- _Your task_
Quote all of the data that follows exactly as written, skipping the images.

- _Provided information_
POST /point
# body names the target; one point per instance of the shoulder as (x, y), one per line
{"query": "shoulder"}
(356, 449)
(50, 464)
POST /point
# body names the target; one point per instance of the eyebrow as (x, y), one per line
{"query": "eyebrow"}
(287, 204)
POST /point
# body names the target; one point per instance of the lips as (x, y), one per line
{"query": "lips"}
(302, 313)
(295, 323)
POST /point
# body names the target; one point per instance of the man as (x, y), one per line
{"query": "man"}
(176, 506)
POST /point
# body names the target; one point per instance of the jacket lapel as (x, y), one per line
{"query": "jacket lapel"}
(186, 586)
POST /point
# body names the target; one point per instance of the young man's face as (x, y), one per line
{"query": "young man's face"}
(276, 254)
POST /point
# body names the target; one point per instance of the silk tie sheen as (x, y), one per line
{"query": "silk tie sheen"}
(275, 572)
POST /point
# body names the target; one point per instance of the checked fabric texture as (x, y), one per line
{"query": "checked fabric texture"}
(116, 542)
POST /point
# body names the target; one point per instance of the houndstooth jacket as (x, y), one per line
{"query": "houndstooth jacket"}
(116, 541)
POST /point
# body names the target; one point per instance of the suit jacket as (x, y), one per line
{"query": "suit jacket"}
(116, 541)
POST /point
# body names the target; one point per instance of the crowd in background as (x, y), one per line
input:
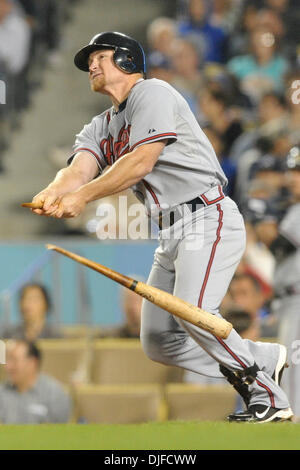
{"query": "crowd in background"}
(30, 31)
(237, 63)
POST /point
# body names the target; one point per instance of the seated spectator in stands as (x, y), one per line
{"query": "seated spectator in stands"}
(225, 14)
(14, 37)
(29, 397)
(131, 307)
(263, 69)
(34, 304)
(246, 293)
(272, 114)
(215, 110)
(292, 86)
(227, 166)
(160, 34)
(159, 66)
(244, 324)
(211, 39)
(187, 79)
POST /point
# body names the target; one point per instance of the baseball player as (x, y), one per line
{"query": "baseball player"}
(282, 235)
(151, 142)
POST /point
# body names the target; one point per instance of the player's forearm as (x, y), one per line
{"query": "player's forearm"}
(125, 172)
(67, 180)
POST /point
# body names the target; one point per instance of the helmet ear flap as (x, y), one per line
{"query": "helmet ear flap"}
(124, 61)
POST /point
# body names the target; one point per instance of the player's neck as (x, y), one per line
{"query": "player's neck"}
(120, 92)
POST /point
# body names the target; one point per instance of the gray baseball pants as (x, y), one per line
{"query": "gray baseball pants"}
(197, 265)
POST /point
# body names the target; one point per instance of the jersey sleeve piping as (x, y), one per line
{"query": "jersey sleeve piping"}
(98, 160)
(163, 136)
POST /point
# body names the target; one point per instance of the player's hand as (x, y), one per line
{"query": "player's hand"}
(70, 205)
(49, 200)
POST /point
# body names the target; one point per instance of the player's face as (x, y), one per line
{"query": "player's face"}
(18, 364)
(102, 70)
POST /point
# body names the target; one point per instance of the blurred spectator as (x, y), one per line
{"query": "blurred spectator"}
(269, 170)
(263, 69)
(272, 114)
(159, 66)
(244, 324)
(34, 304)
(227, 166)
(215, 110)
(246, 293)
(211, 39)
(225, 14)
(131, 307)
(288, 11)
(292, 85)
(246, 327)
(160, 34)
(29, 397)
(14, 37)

- _Result of the task_
POST /point
# body names the target; one point per instance of the shoulder as (x, y), one per line
{"query": "shoulder"}
(356, 449)
(50, 464)
POST /point
# body names the target; one point per instance of the eyebrow as (x, y), one per line
{"query": "eyebrow"}
(287, 204)
POST /point
# body names the target; one point per instance of the lips as (x, y), one per line
{"query": "lips"}
(302, 313)
(295, 323)
POST /point
# body names the target; one point per instance of the man as (x, y), one per line
{"query": "man"}
(176, 506)
POST /point
# body names the target; one point per instance of the jacket lapel as (x, y), one per line
{"query": "jacket lapel"}
(186, 586)
POST /point
# body names the target; one point per instance of the young man's face as (x, y), one per line
{"query": "young man's face"}
(276, 254)
POST /point
# body names the target; one point per instance of the silk tie sheen as (x, y), one per line
{"query": "silk tie sheen"}
(275, 572)
POST /point
# body names the target; one point per instance of the checked fabric texture as (x, y), one per line
{"query": "checked fabric texture"}
(116, 542)
POST /point
# body names the target; one point per instance of the houndstooth jacket as (x, y), one per line
{"query": "houndstooth jacket"}
(116, 541)
POST /point
# body names the target; one point per instance of the suit jacket as (x, y), one per line
{"query": "suit jacket"}
(116, 541)
POST /point
# body names the target; one point per instance of the crowd in background as (x, y), one per line
input:
{"query": "crowd in background"}
(30, 31)
(237, 63)
POST /point
# body names the target; one point per instance of the seated spectator in stands as (x, y), one per line
{"query": "seated spectator in stands"}
(225, 14)
(14, 37)
(29, 397)
(131, 307)
(263, 69)
(34, 304)
(246, 293)
(272, 114)
(215, 110)
(292, 86)
(227, 166)
(160, 34)
(159, 66)
(244, 324)
(211, 39)
(187, 79)
POST /point
# body names the target; one point per instance of the baseball player as (x, y), one per line
{"query": "baseball player"}
(282, 235)
(151, 142)
POST /point
# body names the target; one point per instance of the player's forearm as (x, y), one per line
{"query": "player's forearm"}
(125, 172)
(67, 180)
POST /point
# body names the target; one point per instance of the helmet ear flap as (x, y), one per line
{"query": "helmet ear flap"}
(124, 61)
POST /point
# body names the target; one point per instance of the player's neck as (x, y), one per line
{"query": "player's neck"}
(120, 92)
POST /point
# body names the target; one point per instance of the gray baseball pants as (x, y), one per line
{"query": "gray baseball pants"}
(197, 265)
POST /point
# body names the target; one point per instance of the jersey sleeve piping as (x, y), one per line
{"query": "jersey sleeve piping"}
(98, 160)
(163, 136)
POST /point
# body names the target; one point per instance of the player's hand as (x, y), one per line
{"query": "player's hand"}
(70, 205)
(49, 200)
POST /point
# body names the target; one point per instance of the player's face as (x, y), one per line
{"query": "player's face"}
(18, 364)
(102, 70)
POST /point
# body names the target; one point per instance of the blurred spectator as (x, y), one per line
{"query": "blurred spectator"}
(269, 170)
(263, 69)
(272, 114)
(159, 66)
(244, 324)
(34, 304)
(227, 166)
(215, 110)
(246, 293)
(211, 39)
(225, 14)
(131, 307)
(288, 11)
(292, 85)
(246, 327)
(160, 34)
(29, 397)
(14, 37)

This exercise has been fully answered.